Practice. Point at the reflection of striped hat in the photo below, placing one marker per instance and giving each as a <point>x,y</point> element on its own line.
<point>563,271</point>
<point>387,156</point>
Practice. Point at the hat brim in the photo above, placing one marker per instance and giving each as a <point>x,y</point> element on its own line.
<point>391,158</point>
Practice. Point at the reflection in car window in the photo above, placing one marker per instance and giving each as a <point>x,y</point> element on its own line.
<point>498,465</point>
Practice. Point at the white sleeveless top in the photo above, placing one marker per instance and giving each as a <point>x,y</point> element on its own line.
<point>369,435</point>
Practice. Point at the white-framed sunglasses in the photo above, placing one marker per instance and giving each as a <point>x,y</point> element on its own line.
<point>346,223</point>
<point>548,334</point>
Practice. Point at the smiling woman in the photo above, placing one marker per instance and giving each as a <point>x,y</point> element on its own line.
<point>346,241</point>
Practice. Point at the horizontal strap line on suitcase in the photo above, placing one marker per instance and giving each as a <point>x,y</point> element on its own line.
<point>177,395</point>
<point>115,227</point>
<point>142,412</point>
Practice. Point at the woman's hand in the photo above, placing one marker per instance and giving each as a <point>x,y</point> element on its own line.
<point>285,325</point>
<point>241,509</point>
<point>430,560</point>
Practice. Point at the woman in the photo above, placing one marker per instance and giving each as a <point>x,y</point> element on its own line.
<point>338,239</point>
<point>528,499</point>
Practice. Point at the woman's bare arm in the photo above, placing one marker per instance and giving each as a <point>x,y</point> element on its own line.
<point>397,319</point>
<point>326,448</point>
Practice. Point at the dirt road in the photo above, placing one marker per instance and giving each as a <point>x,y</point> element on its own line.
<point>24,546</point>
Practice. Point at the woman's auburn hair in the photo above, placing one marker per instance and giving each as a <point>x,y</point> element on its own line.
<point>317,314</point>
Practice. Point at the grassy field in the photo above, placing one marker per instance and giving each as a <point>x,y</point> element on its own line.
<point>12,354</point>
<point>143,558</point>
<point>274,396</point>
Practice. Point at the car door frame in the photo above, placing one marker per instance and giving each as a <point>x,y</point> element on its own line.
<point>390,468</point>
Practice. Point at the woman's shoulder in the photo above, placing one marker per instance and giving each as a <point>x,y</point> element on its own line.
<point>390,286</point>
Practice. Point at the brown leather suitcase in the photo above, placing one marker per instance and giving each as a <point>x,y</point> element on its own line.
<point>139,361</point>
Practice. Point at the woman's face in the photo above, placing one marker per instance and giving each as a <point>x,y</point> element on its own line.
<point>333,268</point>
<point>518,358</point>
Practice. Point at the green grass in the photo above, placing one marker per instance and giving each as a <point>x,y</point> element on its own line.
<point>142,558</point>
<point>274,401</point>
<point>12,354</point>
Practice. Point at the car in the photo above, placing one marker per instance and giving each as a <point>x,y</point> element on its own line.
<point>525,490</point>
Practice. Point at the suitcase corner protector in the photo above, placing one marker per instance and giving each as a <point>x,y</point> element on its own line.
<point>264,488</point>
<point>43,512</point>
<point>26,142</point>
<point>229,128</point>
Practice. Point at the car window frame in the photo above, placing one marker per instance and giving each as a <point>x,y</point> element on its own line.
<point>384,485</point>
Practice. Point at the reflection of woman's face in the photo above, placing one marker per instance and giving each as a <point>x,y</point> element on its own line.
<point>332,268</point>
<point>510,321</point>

· · ·

■ PROBLEM TO SOLVE
Every line of the listing is to be returned exactly as given.

■ RESULT FOR THIS TASK
Practice. Point at the reflection of striped hat in the photo below, placing one marker per instance and giving each as a <point>x,y</point> element on its own line.
<point>563,271</point>
<point>387,156</point>
Practice. Point at the hat brim in the photo above, placing one marker per instance and giving each as a <point>x,y</point> element on its own line.
<point>391,158</point>
Practice. Point at the reflection in car window in the photo above, placing one marker per instance and giving each as a <point>x,y</point> element on its own line.
<point>498,465</point>
Practice. Point at the white sleeveless top in the photo above, placing one marker per instance and giving each as a <point>x,y</point> element on its own line.
<point>369,435</point>
Practice. Point at the white-framed sunglasses in the photo above, placing one marker per instance and giving each as a <point>x,y</point> element on its own line.
<point>346,223</point>
<point>548,334</point>
Practice. Point at the smiling woman in the photo above, placing one marker per instance and giving each as a <point>x,y</point> element on its own line.
<point>346,241</point>
Practice. Point at the horizontal strap line on suitcase in the photo above, placing one marker per instance and giving each as a <point>x,y</point> element on its own line.
<point>177,395</point>
<point>115,227</point>
<point>142,412</point>
Practice. Point at the woman's hand in the photo above, placing one marker per instance and giving each as a <point>x,y</point> element on its own line.
<point>285,325</point>
<point>241,509</point>
<point>430,560</point>
Practice. Point at the woman in the photo above, placing one marker per instance and giving each as a <point>x,y</point> element on its own line.
<point>338,239</point>
<point>528,499</point>
Practice. Point at the woman's bare arm in the photo above, placing one marker per instance and giving each as a <point>x,y</point> element on its own line.
<point>397,319</point>
<point>326,448</point>
Practice. Point at the dirt road in the photo above, placing one marker per instance and giving each as a <point>x,y</point> element on its own line.
<point>24,546</point>
Practice. Point at the woman's auburn hair in the photo above, placing one marker per instance and giving each as a <point>x,y</point> element on its own line.
<point>317,314</point>
Practice. Point at the grassy field in the photo above, placing one marker per instance and giving each as a <point>x,y</point> element on its own line.
<point>12,354</point>
<point>143,558</point>
<point>274,396</point>
Practice. Point at the car door frame in the photo above, placing one marker per instance and giving each as a <point>x,y</point> element on its own line.
<point>390,468</point>
Practice. Point at the woman's shoulder in the photo above, placing one marker per instance and giving each as a <point>x,y</point> element on its own line.
<point>390,286</point>
Practice. Point at the brown leather suitcase in the photo above, placing one marker per instance and giving each as a <point>x,y</point> element on its own line.
<point>139,361</point>
Practice. Point at the woman's face in the photo above, placing one marker per instance and giving each as a <point>x,y</point> element on its own line.
<point>333,268</point>
<point>518,358</point>
Practice. Point at the green grass in the photo above, placing one marker per instance and giving each as a <point>x,y</point> element on its own line.
<point>142,558</point>
<point>274,401</point>
<point>12,354</point>
Practice. Point at the car in the photo above, placing one marker per instance and giving each as a <point>x,y</point> element on its own line.
<point>525,490</point>
Practice. Point at the suitcase corner protector in the photo above, placing one marker per instance and giving each as a <point>x,y</point> element on its own line.
<point>264,488</point>
<point>43,512</point>
<point>26,142</point>
<point>229,128</point>
Practice. Point at the car window frame in the photo above, placing one marker per instance and giving each as a <point>x,y</point> element on its own line.
<point>384,485</point>
Practice. Point at the reflection of woman's face in the photo above, placing one marker per instance and giving each as a <point>x,y</point> element on its own line.
<point>332,268</point>
<point>510,321</point>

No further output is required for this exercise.